GIVEN INSTRUCTION » Locate every line in the entries below that contains the word "carries" and copy each one. Matching is case-sensitive.

RECORDS SUPPLIED »
* BEGIN *
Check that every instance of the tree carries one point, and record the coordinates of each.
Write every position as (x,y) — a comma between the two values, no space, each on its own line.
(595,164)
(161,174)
* END *
* BEGIN *
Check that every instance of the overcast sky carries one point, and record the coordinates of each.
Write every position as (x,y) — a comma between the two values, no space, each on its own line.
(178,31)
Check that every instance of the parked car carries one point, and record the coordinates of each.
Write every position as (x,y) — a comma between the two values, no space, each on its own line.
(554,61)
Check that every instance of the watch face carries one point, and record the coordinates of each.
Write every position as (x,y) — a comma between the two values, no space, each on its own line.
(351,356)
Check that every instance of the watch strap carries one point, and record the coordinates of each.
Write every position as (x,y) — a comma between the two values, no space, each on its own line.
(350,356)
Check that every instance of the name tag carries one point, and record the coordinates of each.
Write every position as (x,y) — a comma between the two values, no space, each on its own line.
* END *
SOLUTION TO THE EXERCISE »
Check that every instance of the tree carries one point, and record the coordinates of each.
Check that every instance of the overcast sky carries one point, and record the coordinates of each.
Check that every instance of the parked car carries one point, and record the coordinates of each.
Check that every instance of the watch face carries one point, and record the coordinates of each.
Check that every instance of the watch strap carries one point, and record the coordinates of each.
Check that every instance of the name tag carries one point, and record the coordinates of each.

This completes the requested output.